_Instructions for the task_: Please copy the items from their very start through the line containing "M 0 296 L 56", both ends included and requests kept, shifting every coordinate in the answers up by 19.

_Provided data_:
>>>>>
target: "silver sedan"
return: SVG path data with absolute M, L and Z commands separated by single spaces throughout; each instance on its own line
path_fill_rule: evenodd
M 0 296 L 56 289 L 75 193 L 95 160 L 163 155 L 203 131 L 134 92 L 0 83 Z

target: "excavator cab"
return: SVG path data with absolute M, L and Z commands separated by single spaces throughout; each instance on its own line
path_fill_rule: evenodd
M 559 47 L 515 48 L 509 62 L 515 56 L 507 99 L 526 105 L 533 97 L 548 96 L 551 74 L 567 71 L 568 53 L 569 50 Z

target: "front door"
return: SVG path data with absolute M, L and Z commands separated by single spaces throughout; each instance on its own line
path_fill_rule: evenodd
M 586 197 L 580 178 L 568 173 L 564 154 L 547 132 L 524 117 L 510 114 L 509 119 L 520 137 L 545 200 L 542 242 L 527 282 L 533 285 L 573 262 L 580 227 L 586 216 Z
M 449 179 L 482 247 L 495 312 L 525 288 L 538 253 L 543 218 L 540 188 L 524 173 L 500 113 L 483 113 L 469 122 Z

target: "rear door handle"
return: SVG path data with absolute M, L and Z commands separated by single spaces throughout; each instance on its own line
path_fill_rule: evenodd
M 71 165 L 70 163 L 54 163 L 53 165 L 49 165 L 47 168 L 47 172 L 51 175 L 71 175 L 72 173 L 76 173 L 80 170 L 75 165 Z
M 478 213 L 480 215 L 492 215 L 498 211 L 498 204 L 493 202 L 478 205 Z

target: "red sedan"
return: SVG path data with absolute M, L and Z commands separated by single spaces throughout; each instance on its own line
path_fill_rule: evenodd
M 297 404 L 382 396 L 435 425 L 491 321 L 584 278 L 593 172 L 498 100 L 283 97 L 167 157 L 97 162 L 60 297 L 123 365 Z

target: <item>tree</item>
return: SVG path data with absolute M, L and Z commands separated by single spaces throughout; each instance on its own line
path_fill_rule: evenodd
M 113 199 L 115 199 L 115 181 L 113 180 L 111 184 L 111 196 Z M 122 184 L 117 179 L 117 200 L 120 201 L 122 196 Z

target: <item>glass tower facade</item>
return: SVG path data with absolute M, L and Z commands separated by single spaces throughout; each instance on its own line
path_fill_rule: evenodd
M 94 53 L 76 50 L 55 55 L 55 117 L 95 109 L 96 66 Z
<<<<<
_Solution to this problem_:
target: "silver sedan"
return: SVG path data with absolute M, L and Z commands separated by single spaces throughout; each instance on its own line
path_fill_rule: evenodd
M 19 315 L 75 308 L 94 212 L 114 179 L 182 174 L 222 150 L 153 111 L 19 102 Z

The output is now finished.